Continue the forum thread about bug screens for boats from the point where it ends.

======== SOURCE EXTRACT ========

# Bug Screens



## H and E (Sep 11, 2011)

Yesterday I was with a friend on his boat and he had a bug screen to cover the companionway opening and the forward hatch. It worked well. It is a fiberglass screen with weighted edges-very simple. The label was marked "SOS misquote, Toronto Canada" I would like to get a set of them but cannot find them on the WEB. Have any of you seen a source for them?


----------



## captainrizzo (Feb 24, 2008)

I use a rather simple approach. I bought baby carriage mosquito netting which has elastic all the way around. I cut a 1X3 to fit in the slot for the companionway top and use the bottom hatch board at the bottom. I only use it at night when retiring for the night and it works very well for me. All-in cost about $7.


----------



## eherlihy (Jan 2, 2007)

This is not the product that you are looking for, but it may be a solution for you;

1. Go to the local big-box home store, or local hardware store, in your area. Buy some fiberglass screen.

2. Go to the local fabric store, and buy some hook and loop fastener tape (aka Velcro).

3. Clean a 1" strip that completely circles the area around the companion way with denatured alcohol, and a paper towel. 

4. Using the adhesive backing, stick the loop side on the strip that you cleaned. 

5. Put the hook side onto the loop side. Peel off the adhesive backing from the hook side. 

6. Unroll the fiberglass screen, and press it into the exposed adhesive. 

7. Trim the fiberglass screen around the outside of the tape. 

8. Remove the screen with the hook side of the tape attached. 

9. Stitch the hook fastener onto the fiberglass screen with your choice of thread (I used whipping thread). 

10. Roll up the screen when you don't use it, and keep it with your charts.

11. Enjoy the bug free interior.


----------



## bljones (Oct 13, 2008)

I bought a bugbuster screen for our forward hatch five seasons ago. It wasn't cheap, but is still in great condition- no tears, no split stitches, and it has seen a lot of use and UV exposure. It installed as soon as the boat goes in the water, every season, so it is in place from May to October in all weather.









SOGEMAN BUGBUSTER 12" X 18" INSECT SCREEN -HATCH The Chandlery Online

Knowing what I know how, I would stitch one up myself, using sinkers as ballast to keep the foot snug to cabin top.

Baggy screesn like this have a real advantage over fixed screens covering the hatch from the inside, in that you can poke your head out through the hatch without having to remove the screen.. which is nice when climbing into a low-overhead v-berth.


----------



## RobGallagher (Aug 22, 2001)

I had the Velcro edition, a friend made his own weighted covers.
The Velcro works well.
The weighted type work as well but are easier to install.
1. You can adjust, open or close hatches without removing the screen.
2. You can easily lift the companionway screen and go out to turn the BBQ.
3. When you are outside you can easily replace the screen from the outside.
4. Velcro strips glued around the inside your companionway and hatches are ugly.
5. It's faster and easier to install the weighted screens.

To make them to a little time. He sewed up some long bean bag type flexible weights sized to his companionway and forward hatch openings. He then sewed the screen material to the been bag "sausages". For the forward hatch he left enough screen to open and close the hatch.

======== DATASET CONTENT ========

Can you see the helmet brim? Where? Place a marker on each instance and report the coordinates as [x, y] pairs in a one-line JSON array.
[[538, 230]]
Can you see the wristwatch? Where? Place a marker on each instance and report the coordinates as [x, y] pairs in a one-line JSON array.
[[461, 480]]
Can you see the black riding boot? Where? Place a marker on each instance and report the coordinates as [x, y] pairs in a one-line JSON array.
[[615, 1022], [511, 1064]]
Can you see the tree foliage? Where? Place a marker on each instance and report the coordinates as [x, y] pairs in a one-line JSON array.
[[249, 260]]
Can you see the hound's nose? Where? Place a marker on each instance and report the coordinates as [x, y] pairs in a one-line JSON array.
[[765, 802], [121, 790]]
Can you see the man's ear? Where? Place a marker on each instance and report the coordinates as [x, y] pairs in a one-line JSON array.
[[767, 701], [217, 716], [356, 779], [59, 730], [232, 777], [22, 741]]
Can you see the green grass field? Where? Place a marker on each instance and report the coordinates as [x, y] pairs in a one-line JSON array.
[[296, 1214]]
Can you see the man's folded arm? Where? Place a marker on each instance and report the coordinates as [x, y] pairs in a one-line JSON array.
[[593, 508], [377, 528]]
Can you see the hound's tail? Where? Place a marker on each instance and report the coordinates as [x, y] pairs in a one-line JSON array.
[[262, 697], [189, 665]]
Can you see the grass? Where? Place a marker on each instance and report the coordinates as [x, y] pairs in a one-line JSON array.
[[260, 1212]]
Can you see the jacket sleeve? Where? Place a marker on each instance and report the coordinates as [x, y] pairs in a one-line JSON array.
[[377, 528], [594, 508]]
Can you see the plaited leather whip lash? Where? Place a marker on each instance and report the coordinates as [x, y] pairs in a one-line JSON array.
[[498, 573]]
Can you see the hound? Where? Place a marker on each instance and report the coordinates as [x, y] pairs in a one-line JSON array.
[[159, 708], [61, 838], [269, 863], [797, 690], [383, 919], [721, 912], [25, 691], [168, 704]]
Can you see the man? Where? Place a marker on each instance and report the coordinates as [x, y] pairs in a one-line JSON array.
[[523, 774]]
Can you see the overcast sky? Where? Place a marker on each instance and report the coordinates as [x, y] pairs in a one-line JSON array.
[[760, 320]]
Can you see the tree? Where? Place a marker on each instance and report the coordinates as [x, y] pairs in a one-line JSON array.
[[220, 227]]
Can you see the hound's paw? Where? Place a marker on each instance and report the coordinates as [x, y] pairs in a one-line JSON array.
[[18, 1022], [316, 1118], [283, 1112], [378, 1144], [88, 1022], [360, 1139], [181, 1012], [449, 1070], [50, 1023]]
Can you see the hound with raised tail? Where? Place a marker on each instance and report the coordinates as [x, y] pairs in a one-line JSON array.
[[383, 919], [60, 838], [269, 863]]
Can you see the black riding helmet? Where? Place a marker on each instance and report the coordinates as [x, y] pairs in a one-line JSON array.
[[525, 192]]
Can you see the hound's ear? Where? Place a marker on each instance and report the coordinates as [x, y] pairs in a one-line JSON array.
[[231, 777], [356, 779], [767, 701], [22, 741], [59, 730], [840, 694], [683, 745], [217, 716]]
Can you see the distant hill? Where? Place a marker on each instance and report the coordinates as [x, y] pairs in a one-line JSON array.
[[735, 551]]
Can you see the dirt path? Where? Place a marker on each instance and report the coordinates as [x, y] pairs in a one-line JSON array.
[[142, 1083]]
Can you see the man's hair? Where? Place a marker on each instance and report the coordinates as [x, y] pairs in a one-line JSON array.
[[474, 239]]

========
======== DATASET CONTENT ========

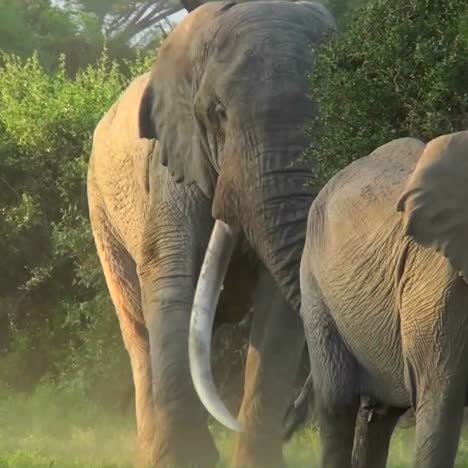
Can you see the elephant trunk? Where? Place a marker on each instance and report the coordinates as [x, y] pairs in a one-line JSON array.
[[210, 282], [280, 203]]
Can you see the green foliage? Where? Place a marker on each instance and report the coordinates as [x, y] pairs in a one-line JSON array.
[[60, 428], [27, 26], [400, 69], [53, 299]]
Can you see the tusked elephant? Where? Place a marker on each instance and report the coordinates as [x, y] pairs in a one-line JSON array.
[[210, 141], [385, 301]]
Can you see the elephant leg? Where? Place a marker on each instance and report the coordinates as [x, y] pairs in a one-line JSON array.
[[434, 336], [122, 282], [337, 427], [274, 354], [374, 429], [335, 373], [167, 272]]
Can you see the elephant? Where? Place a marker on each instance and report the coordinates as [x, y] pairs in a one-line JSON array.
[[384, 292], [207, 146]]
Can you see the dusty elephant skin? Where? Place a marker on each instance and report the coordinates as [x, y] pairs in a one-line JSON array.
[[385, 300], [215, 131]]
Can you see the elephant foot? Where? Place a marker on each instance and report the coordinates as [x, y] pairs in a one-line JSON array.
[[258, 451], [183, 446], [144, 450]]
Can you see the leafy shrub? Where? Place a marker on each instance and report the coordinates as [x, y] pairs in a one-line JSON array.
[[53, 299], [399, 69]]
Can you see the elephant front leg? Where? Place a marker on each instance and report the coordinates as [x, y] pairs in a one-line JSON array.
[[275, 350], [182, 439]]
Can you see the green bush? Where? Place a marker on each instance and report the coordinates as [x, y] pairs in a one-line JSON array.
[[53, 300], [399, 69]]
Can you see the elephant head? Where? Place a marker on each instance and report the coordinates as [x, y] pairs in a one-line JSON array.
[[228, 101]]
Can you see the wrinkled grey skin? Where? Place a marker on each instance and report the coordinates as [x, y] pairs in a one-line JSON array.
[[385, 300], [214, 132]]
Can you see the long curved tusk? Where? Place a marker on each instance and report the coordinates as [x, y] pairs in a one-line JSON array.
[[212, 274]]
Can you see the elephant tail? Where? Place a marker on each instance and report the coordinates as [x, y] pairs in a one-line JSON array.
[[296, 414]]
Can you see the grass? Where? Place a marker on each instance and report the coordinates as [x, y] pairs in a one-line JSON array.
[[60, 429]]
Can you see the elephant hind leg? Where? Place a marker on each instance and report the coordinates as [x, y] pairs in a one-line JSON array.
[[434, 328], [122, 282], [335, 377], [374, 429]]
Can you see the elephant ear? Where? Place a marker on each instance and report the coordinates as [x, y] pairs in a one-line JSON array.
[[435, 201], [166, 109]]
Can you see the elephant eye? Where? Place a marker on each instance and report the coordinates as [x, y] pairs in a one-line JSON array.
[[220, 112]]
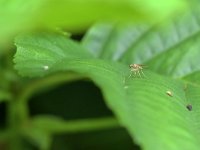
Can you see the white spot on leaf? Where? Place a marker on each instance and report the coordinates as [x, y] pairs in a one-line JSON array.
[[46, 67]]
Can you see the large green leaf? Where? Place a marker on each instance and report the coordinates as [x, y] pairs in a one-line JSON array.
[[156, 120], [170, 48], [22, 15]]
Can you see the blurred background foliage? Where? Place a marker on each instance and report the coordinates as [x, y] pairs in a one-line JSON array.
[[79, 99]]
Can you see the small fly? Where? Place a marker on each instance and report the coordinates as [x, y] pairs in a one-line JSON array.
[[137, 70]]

========
======== DATASET CONTENT ========

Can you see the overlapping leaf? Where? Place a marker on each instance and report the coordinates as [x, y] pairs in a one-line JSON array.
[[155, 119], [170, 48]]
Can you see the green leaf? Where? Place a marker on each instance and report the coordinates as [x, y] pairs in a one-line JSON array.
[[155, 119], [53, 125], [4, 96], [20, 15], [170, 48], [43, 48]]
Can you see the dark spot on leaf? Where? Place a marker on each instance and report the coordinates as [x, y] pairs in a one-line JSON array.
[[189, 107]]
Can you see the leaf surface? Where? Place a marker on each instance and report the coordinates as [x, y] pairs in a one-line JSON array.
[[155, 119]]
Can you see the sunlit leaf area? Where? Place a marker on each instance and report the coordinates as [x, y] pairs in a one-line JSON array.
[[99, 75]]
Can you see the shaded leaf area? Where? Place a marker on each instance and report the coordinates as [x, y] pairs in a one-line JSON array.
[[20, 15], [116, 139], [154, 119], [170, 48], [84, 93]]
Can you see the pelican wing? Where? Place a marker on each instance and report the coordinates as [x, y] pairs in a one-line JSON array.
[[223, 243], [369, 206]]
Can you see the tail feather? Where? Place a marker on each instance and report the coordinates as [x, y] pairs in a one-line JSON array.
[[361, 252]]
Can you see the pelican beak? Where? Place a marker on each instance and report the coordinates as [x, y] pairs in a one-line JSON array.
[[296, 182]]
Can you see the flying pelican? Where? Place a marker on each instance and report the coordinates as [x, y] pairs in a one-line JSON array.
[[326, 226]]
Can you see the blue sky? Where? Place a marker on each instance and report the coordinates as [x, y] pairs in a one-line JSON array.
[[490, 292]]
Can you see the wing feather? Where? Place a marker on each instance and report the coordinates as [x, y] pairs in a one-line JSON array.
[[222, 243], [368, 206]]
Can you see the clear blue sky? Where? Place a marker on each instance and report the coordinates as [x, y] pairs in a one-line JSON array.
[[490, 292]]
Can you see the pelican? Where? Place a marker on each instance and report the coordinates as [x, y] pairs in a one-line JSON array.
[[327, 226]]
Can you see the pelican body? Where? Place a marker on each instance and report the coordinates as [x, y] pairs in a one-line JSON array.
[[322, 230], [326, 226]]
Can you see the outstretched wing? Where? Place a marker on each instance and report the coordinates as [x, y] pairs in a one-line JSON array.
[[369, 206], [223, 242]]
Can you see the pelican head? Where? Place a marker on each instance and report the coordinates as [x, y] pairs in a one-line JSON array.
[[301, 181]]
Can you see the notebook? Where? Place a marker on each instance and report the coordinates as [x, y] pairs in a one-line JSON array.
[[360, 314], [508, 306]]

========

■ EXERCISE RESPONSE ■
When the bugs come out you simply cover your openings with the screen. The bean bag weights hold the screen down.

My next boat will have the weighted type.


----------



## smurphny (Feb 20, 2009)

I have made bug screens for all openings and no-see-um liners to put in place when the little bastards are out in force. You can get the no-see-um netting from surplus outlets, fiberglass screening pretty much everywhere. For hatches, I sewed a perimeter piece from scraps of sailcloth with Velcro all around. For the companionway, I made wood frames that match the boards that can be stowed pretty easily. Screens are a real necessity. The no-see-um stuff doesn't allow much ventilation but it's better than getting chewed on.


----------



## WinterRiver (Oct 20, 2006)

As suggested in the Low Bucks Projects thread, I bought a gazebo screen to put over my bimini. Cheap, easy to throw on, and it turns the cockpit into a bug-free screen room. Low bucks project - mosquito net It should be easy to set it up to tie over a boom, if there isn't a bimini.


----------



## arf145 (Jul 25, 2007)

Just to add my one variation from eherlihy's method: I cut the male velcro that goes on the hatch lengthwise, so the piece is thinner. Still more than enough grip and a little easier to get off.


----------



## eherlihy (Jan 2, 2007)

For the hatches, I used this;
Screen open:








Screen closed:


----------



## wingNwing (Apr 28, 2008)

bljones said:


> I bought a bugbuster screen for our forward hatch five seasons ago. It wasn't cheap, but is still in great condition- no tears, no split stitches, and it has seen a lot of use and UV exposure. It installed as soon as the boat goes in the water, every season, so it is in place from May to October in all weather.
> 
> 
> 
> ...


These are as great as bljones suggests, and more. We were lucky enough to have been given 2 of these plus the companionway version by a friend who was trading her sailboat for a trawler (we call such people "transvesselites").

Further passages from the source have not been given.